§ **Text shown**:
++++++++

Testing

Comprehensive testing strategies and tools for Agentwise development and deployment.

Overview

Testing in Agentwise involves multiple layers: agent behavior testing, orchestration testing, integration testing, and end-to-end project validation. This guide covers all testing strategies and tools.

Testing Architecture

Testing Pyramid

           ╭─────────────────╮
          ╱     E2E Tests     ╲     ← Few, high-value tests
         ╱   (Project Tests)   ╲
        ╱_____________________╲
       ╱                       ╲
      ╱   Integration Tests     ╲   ← API, Agent coordination
     ╱   (Agent Orchestration)  ╲
    ╱___________________________╲
   ╱                             ╲
  ╱        Unit Tests             ╲ ← Many, fast tests
 ╱  (Components, Utilities, Logic) ╲
╱_________________________________╲

Testing Layers

{
  "testing_layers": {
    "unit": {
      "scope": "Individual functions, classes, utilities",
      "tools": ["Jest", "Vitest", "Mocha"],
      "coverage_target": "90%+",
      "execution_speed": "< 1ms per test"
    },
    "integration": {
      "scope": "Agent interactions, API endpoints",
      "tools": ["Supertest", "Playwright API", "Custom harnesses"],
      "coverage_target": "80%+",
      "execution_speed": "< 100ms per test"
    },
    "end_to_end": {
      "scope": "Complete project workflows",
      "tools": ["Playwright", "Cypress", "Custom validators"],
      "coverage_target": "Critical paths",
      "execution_speed": "< 30s per test"

++++++++

§ **Exercise objective**: What coverage target does the Agentwise testing page set for integration tests? The rows play no part in this exercise.

§ **Record set**:
++++++++

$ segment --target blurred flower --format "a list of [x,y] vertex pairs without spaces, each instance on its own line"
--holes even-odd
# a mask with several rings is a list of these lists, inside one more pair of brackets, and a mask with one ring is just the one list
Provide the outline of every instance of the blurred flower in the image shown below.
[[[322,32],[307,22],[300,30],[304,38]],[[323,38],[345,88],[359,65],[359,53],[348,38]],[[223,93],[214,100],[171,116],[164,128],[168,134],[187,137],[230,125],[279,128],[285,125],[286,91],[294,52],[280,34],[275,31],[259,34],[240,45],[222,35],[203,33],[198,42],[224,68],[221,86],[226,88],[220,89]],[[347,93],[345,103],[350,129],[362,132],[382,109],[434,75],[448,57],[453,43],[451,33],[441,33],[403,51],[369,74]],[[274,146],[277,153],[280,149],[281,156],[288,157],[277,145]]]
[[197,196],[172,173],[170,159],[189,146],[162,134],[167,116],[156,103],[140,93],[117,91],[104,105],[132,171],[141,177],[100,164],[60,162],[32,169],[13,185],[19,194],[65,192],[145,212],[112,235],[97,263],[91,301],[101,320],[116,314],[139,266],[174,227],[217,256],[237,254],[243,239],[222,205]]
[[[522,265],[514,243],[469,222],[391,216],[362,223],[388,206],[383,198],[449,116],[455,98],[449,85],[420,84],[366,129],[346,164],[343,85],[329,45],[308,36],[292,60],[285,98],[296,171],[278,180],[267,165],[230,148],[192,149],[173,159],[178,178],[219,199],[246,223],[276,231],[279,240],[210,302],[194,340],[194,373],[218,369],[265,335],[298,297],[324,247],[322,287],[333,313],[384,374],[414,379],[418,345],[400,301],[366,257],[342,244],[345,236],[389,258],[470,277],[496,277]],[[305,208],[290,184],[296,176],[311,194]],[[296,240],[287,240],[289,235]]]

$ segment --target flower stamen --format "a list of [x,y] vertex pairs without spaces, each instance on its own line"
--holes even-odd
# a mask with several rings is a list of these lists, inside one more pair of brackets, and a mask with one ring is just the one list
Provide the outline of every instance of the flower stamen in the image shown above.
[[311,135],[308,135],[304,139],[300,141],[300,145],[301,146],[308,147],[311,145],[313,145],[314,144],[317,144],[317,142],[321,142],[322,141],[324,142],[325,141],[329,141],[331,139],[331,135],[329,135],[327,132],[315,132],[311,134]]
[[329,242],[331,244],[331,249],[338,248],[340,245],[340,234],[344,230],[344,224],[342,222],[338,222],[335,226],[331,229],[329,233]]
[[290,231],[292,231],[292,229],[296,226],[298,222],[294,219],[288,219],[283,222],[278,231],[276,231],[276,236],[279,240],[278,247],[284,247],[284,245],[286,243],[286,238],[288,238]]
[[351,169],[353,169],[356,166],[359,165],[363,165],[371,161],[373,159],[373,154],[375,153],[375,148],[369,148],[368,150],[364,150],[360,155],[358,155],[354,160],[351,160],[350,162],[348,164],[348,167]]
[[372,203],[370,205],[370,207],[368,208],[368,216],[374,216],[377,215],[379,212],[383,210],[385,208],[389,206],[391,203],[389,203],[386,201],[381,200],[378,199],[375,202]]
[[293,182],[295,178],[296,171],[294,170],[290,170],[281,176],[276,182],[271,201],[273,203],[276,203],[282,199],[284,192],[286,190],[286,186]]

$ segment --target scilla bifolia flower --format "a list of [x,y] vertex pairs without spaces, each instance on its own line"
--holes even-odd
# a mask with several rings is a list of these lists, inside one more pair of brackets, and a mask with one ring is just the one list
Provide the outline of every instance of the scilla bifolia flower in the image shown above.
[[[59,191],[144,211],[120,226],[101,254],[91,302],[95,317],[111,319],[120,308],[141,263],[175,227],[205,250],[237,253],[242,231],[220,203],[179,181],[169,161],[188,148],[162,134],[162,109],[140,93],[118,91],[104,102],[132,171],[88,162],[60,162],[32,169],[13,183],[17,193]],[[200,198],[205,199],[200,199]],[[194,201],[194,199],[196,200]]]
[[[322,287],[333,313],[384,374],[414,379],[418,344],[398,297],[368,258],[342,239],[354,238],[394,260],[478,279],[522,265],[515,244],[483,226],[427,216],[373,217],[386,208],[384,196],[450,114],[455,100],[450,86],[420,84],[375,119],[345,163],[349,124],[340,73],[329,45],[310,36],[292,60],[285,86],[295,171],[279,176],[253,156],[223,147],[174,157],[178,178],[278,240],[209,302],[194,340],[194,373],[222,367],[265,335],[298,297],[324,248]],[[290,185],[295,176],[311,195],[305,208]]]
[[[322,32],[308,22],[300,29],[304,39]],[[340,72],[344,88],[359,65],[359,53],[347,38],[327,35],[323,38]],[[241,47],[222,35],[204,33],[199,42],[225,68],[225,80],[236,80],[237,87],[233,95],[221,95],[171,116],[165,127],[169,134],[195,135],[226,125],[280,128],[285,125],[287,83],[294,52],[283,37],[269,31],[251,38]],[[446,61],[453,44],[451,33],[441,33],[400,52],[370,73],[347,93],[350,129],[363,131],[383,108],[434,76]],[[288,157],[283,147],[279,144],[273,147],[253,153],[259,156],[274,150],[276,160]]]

++++++++

§ **Correct answer**: 80%+